◆ EXERCISE OBJECTIVE:
Each entry that appears below should be restated exactly as it is.

[RECORDS TO USE]

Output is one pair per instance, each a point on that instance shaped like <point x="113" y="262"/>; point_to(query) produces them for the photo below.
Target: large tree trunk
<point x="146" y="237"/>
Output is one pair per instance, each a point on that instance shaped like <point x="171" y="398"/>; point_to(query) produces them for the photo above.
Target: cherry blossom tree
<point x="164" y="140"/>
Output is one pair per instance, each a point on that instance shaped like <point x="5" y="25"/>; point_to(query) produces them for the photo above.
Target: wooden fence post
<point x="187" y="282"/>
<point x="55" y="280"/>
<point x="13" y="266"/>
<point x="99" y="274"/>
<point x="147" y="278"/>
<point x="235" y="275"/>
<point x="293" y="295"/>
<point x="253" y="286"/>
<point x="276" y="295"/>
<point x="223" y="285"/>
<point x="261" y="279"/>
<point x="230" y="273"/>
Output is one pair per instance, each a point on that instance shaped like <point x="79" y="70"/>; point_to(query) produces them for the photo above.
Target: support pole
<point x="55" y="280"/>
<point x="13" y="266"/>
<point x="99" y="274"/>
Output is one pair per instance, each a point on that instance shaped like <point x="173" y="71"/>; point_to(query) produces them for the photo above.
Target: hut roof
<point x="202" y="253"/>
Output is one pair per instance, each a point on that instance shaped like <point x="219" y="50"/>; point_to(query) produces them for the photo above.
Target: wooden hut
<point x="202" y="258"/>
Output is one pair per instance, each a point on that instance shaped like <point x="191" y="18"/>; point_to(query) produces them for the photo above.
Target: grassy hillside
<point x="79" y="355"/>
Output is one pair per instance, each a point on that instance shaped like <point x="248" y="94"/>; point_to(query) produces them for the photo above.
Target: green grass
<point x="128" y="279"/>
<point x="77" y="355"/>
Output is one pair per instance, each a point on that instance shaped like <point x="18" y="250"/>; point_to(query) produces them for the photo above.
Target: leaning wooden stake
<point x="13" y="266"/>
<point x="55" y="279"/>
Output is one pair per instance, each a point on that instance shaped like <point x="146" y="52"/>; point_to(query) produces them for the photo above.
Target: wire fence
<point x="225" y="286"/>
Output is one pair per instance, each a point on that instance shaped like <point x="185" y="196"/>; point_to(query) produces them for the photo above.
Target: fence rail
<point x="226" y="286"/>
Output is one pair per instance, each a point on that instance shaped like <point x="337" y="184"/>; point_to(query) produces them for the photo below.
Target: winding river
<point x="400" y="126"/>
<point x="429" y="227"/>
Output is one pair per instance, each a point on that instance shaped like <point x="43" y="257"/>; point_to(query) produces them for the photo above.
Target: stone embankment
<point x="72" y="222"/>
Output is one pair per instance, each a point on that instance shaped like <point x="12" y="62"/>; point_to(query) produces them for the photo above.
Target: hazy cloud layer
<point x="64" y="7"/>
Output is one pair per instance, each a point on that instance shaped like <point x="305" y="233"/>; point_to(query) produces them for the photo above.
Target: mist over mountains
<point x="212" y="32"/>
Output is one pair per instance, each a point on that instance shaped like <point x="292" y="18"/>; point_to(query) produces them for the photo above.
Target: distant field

[/RECORDS TO USE]

◆ FINAL ANSWER:
Output is one pair per instance, each a point on that instance shaped like <point x="113" y="262"/>; point_to(query) produces them for the photo below.
Target: large tree trunk
<point x="146" y="237"/>
Output is one pair per instance, each a point on that instance shaped like <point x="171" y="398"/>; point_to(query) produces them for the photo above.
Target: cherry blossom tree
<point x="164" y="140"/>
Output is one pair per instance, each a point on that instance shaped like <point x="5" y="25"/>; point_to(query) produces them for the photo above.
Target: wooden fence post
<point x="187" y="282"/>
<point x="55" y="280"/>
<point x="13" y="266"/>
<point x="99" y="274"/>
<point x="147" y="278"/>
<point x="235" y="275"/>
<point x="293" y="295"/>
<point x="253" y="286"/>
<point x="276" y="295"/>
<point x="223" y="285"/>
<point x="261" y="279"/>
<point x="230" y="273"/>
Output is one pair per instance, each a point on that instance shaped like <point x="79" y="70"/>; point_to(query) produces them for the photo above.
Target: support pole
<point x="55" y="280"/>
<point x="13" y="266"/>
<point x="99" y="274"/>
Output is one pair per instance, each a point on that instance shaped like <point x="173" y="71"/>; point_to(query) produces them for the photo above.
Target: hut roof
<point x="202" y="253"/>
Output is one pair per instance, each a point on that instance shaped like <point x="219" y="50"/>; point_to(query) produces them for the photo above.
Target: wooden hut
<point x="202" y="258"/>
Output is one pair per instance, each a point on that instance shaped like <point x="191" y="18"/>; point_to(query) produces them for the photo above.
Target: grassy hillside
<point x="79" y="355"/>
Output is one pair per instance, each a point on that instance shaped like <point x="248" y="94"/>; point_to(query) produces them for the photo above.
Target: green grass
<point x="128" y="279"/>
<point x="77" y="355"/>
Output is one pair per instance, each a point on that instance shaped like <point x="18" y="250"/>; point_to(query) produces them for the photo above.
Target: leaning wooden stake
<point x="13" y="266"/>
<point x="55" y="279"/>
Output is one pair per instance, each a point on that instance shaped like <point x="146" y="52"/>; point_to(query) produces them for the photo above.
Target: wire fence
<point x="225" y="286"/>
Output is one pair per instance, each a point on that instance shaped like <point x="185" y="196"/>; point_to(query) produces them for the photo above.
Target: fence rail
<point x="226" y="286"/>
Output is one pair per instance, each a point on that instance shaped like <point x="337" y="184"/>; point_to(query) produces them for the photo below.
Target: winding river
<point x="400" y="126"/>
<point x="429" y="227"/>
Output is one pair per instance, each a point on that instance shaped like <point x="43" y="257"/>; point_to(query) produces them for the photo above.
Target: stone embankment
<point x="72" y="222"/>
Output is one pair per instance, each a point on that instance shaped like <point x="12" y="62"/>; point_to(query) produces them for the photo above.
Target: hazy cloud layer
<point x="64" y="7"/>
Output is one pair per instance, each a point on that instance shaped like <point x="305" y="233"/>; point_to(query) produces them for the photo above.
Target: mist over mountains
<point x="212" y="32"/>
Output is one pair per instance, each a point on that instance shaped like <point x="292" y="18"/>; point_to(query) produces them for the photo above.
Target: distant field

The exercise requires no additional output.